Would you reproduce the material word for word, starting at the line that contains "of the grass" and stopping after the last line of the material?

## [RECORDS SHOWN]
┌──

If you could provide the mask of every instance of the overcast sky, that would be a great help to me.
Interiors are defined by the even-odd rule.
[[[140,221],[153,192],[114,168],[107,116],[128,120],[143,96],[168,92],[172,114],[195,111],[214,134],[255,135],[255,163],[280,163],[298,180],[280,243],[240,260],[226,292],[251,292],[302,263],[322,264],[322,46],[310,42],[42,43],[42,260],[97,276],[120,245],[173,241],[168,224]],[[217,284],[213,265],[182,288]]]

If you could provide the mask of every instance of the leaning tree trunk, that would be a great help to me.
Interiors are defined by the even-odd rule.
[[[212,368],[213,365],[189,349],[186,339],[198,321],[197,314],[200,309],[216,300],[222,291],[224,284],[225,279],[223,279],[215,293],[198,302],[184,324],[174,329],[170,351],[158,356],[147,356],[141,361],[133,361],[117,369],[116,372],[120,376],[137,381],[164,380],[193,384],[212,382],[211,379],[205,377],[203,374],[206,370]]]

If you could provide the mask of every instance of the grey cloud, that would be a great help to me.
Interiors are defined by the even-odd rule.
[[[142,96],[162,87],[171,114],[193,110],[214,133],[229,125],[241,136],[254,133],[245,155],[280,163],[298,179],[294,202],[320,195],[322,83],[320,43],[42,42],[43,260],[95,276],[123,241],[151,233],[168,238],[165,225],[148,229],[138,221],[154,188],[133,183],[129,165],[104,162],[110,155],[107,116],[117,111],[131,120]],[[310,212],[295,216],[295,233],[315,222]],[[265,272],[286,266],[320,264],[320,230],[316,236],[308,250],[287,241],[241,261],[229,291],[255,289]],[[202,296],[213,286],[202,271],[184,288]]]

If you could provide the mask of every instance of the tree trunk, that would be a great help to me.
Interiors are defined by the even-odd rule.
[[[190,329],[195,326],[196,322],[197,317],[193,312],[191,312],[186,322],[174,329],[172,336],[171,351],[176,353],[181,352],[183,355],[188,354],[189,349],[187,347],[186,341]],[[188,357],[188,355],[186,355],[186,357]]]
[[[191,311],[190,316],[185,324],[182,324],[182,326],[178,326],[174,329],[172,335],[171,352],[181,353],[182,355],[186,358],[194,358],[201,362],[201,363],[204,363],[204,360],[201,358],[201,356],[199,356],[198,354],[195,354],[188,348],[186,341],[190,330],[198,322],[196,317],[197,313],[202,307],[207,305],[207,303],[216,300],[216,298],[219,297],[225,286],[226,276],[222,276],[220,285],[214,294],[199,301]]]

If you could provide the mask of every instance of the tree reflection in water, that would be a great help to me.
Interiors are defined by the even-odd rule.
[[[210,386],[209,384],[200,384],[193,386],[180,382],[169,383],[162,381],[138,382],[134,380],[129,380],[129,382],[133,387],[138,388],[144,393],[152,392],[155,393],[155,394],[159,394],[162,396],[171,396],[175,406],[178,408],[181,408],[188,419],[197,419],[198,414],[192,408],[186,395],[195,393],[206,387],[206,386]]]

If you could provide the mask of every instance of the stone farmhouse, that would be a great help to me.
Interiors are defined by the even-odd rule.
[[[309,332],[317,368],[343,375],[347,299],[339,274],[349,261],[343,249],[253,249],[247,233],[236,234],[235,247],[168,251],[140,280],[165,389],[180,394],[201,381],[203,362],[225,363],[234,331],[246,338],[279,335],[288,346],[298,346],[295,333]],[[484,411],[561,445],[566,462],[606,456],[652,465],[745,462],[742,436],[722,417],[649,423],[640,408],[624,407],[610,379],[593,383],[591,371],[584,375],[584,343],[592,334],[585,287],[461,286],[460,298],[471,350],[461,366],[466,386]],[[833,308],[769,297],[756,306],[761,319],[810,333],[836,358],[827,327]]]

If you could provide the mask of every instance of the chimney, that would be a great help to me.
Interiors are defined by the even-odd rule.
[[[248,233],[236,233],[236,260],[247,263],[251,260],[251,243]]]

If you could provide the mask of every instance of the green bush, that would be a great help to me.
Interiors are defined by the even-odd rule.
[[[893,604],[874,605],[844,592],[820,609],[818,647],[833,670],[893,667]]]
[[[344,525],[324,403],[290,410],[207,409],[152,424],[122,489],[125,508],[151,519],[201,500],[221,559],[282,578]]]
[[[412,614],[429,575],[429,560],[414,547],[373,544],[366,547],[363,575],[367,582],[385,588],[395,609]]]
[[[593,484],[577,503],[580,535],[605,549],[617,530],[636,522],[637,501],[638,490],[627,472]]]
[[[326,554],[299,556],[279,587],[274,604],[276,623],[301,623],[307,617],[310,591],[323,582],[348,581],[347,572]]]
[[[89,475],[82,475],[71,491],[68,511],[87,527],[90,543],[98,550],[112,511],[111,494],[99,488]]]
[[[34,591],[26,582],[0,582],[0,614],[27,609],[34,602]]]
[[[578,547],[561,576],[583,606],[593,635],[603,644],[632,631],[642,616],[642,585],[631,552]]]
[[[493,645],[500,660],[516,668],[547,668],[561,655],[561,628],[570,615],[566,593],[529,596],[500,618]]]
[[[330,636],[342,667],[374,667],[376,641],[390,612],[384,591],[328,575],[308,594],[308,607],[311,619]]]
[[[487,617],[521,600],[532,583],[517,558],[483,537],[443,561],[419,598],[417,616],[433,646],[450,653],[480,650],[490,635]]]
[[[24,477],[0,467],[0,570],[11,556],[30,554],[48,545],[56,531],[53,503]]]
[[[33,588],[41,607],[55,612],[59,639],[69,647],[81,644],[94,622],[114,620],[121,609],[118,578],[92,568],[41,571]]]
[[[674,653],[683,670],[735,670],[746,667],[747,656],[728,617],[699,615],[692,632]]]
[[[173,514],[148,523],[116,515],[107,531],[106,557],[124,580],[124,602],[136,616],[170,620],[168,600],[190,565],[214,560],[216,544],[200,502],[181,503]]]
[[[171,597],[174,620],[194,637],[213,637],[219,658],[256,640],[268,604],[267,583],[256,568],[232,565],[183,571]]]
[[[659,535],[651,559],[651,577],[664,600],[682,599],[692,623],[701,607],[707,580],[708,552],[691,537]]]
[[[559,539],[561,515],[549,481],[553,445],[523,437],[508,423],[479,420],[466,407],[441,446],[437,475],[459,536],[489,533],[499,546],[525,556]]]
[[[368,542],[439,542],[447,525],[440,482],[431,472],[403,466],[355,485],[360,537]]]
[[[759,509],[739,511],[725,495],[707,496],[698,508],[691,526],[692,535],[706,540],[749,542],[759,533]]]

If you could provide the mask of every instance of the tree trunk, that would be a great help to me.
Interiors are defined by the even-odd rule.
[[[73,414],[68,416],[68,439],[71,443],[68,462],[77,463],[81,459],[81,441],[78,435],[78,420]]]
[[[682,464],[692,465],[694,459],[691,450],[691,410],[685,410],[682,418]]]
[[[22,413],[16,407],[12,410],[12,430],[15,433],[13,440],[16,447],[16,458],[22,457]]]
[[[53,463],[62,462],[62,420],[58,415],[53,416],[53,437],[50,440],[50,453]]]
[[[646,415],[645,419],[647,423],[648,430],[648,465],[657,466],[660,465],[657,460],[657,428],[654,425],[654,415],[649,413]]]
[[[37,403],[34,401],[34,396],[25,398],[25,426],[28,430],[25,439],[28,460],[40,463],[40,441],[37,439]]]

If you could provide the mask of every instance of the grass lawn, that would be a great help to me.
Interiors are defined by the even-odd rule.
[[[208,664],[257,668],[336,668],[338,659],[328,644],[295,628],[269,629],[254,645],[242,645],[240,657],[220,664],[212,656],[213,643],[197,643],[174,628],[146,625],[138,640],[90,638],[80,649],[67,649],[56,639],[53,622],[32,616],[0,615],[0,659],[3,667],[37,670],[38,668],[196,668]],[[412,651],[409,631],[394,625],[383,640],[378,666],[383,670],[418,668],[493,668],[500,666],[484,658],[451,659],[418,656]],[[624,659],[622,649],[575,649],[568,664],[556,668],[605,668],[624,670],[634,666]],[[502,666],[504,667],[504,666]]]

└──

## [RESULT]
If you could provide the mask of every instance of the grass lawn, that would be a great help to me.
Interiors are defined by the even-odd rule.
[[[208,664],[257,668],[336,668],[338,659],[328,644],[295,628],[269,629],[254,645],[242,645],[240,657],[220,664],[212,656],[213,643],[197,643],[174,628],[146,625],[138,640],[90,638],[80,649],[67,649],[56,639],[53,622],[32,616],[0,615],[0,659],[3,667],[37,670],[38,668],[196,668]],[[412,651],[409,631],[394,625],[383,640],[378,666],[383,670],[418,668],[493,668],[500,666],[484,658],[451,659],[418,656]],[[624,659],[622,649],[575,649],[568,664],[556,668],[605,668],[624,670],[634,666]],[[502,666],[504,667],[504,666]]]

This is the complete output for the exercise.